• **Extrait choisi**
----
Je le félicitai et il me
répondit : « Dieu sait pourquoi je l’ai obtenue. Aucune décoration ne
pouvait me faire plus plaisir. » George est un type extraordinaire et il
la mérite bien. Derrière ses manières lentes et calmes se cachent un grand
courage et un esprit remarquable. A notre retour de patrouille il demanda à son
ordonnance d’acheter un ruban de D.F.C. pour sa vareuse et l’imbécile acheta un
ruban de D.F.M. [ndHDN2 : Distinguished Flying Medal] par mégarde. George
le porta sans même s’en apercevoir jusqu’à ce que nous lui fissions remarquer.
C’était trop gentil.
«Ce premier matin nous fîmes
route au-dessus de la mer jusqu’à Dunkerque. Le 43e groupe volait
au-dessus et derrière. Nous survolâmes la mer au-dessus des nuages et ne vîmes
rien de l’évacuation qui s’effectuait en bas. Mais la fumée des réservoirs de
carburants était venue jusqu’à Tangmere et nous savions à quoi nous attendre.
Nous avions senti l’odeur dans le Sussex en la traversant. Vous pouvez voler de
Brighton à Dunkerque sur la traînée de fumée. Suivez-là et vous trouverez
Dunkerque à l’autre bout. Tout le port de Dunkerque semblait être en feu. Les
torpilleurs avaient un air irréel en sortant de derrière le rideau de fumée,
enfoncés dans l’eau et lourdement chargés de troupes. Je survolais la mer à une
altitude d’environ trois cents mètres et de là, je voyais les navires en bas.
La « Belle de Brighton », des bateaux munis de roues à aube et ce
genre de joyeux petits navires que le voit à quai dans les villes de la côte le
dimanche après-midi. Des centaines de bateaux : barques de pêche,
vedettes, embarcations de la Tamise et des files de you-yous remorqués par de
plus grands bateaux, tous bourrés de troupes. Il y avait des gens debout dans
l’eau et d’énormes entonnoirs de bombes dans le sable, et de longues lignes
d’hommes et des groupes assis qui attendaient sans doute des embarcations. Sur
les plages il y avait des épaves de navires de toutes les tailles qui
émergeaient de l’eau. J’ai vu un torpilleur coupé en deux par une bombe !
Un Junkers 87 est venu très bas au-dessus de l’eau pour lâcher la bombe, on
avait l’impression qu’il allait s’écraser sur le torpilleur. C’était affreux.
Dieu merci, il fut descendu un peu plus tard. Je vis le torpilleur se fendre
par le milieu, je vis aussi des hommes sauter en parachute, des avions
endommagés et tomber dans l’eau, sur la plage et plus loin dans les terres.
Au cours des patrouilles de la
première journée, nous étions neuf du même groupe à suivre une route sinueuse
au-dessus de la côte entre trois et six cents mètres d’altitude. Nous faisions
trois kilomètres au-dessus de la mer et
ensuite trois kilomètres au-dessus de la terre.
Tout d’un coup je m’aperçu qu’il
y avait autour de moi plus d’appareils que quand nous traversâmes la Manche.
----
• **Données fournies**
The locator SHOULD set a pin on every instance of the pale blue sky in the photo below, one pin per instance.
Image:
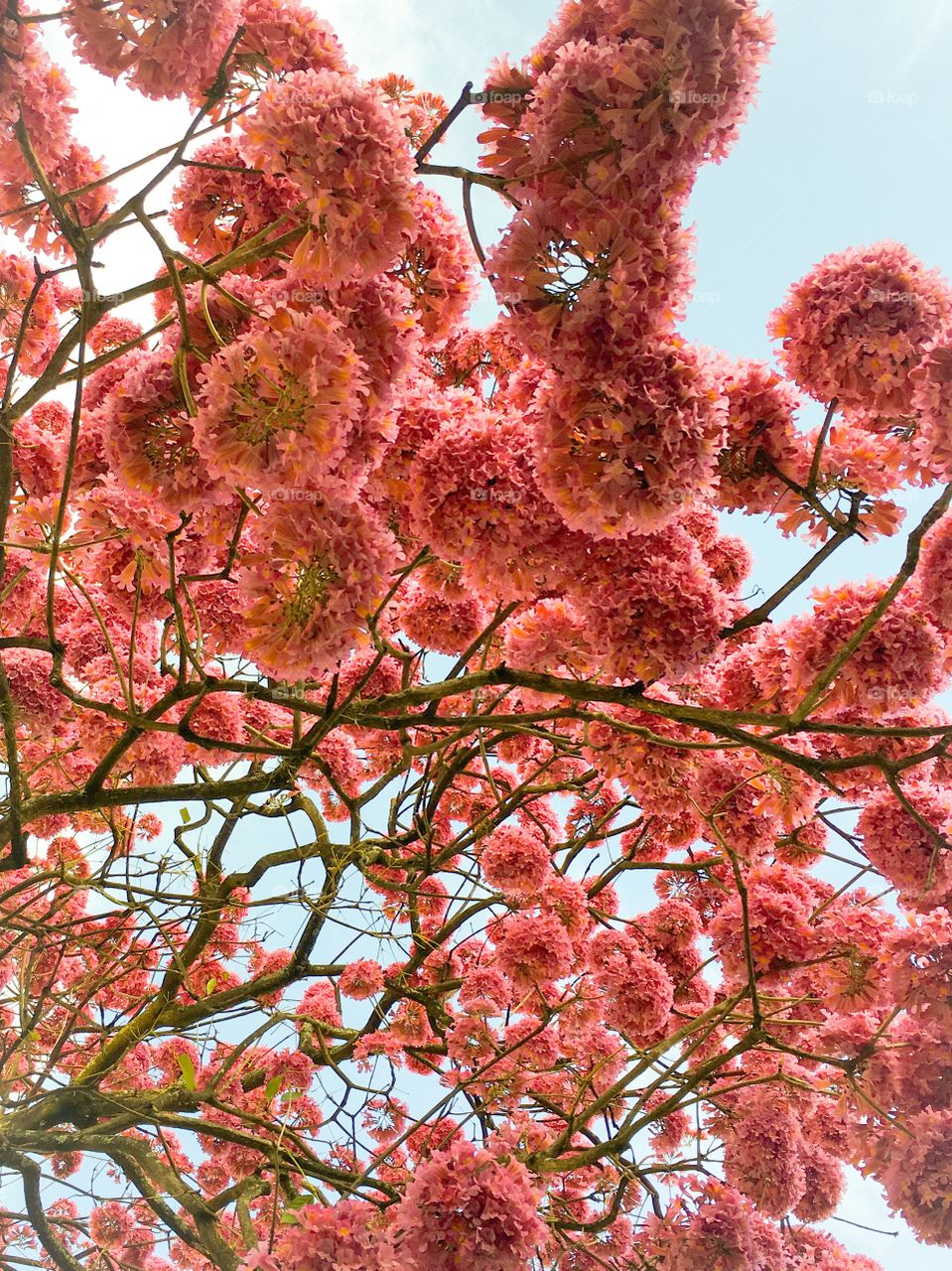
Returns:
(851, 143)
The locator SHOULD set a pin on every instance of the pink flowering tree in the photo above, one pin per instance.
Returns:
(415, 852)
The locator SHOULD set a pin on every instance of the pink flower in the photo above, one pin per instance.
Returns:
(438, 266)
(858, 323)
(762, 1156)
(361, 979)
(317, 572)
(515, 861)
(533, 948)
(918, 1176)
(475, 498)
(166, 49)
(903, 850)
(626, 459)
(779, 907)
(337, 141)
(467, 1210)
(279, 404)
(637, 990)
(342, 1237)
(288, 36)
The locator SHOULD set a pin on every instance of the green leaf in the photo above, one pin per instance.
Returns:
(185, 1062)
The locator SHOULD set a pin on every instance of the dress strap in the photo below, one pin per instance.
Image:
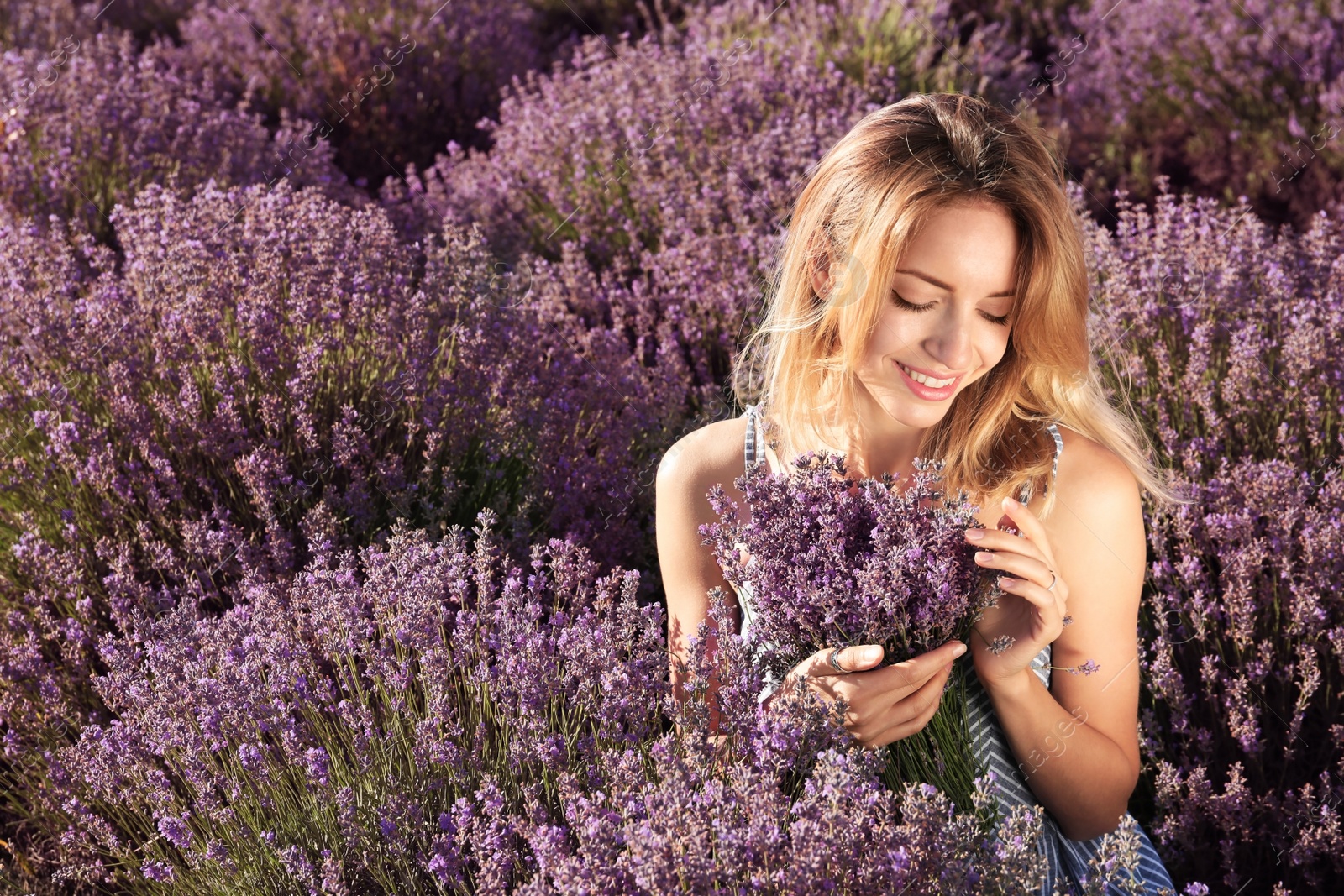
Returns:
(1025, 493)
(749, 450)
----
• **Objectif**
Citez tout ce qui s'étend de « Dieu merci, il » jusqu'à « de la terre. » dans l'extrait sur Dunkerque. Les données n'ont aucun rapport avec l'extrait.

• **Réponse**
Dieu merci, il fut descendu un peu plus tard. Je vis le torpilleur se fendre
par le milieu, je vis aussi des hommes sauter en parachute, des avions
endommagés et tomber dans l’eau, sur la plage et plus loin dans les terres.
Au cours des patrouilles de la
première journée, nous étions neuf du même groupe à suivre une route sinueuse
au-dessus de la côte entre trois et six cents mètres d’altitude. Nous faisions
trois kilomètres au-dessus de la mer et
ensuite trois kilomètres au-dessus de la terre.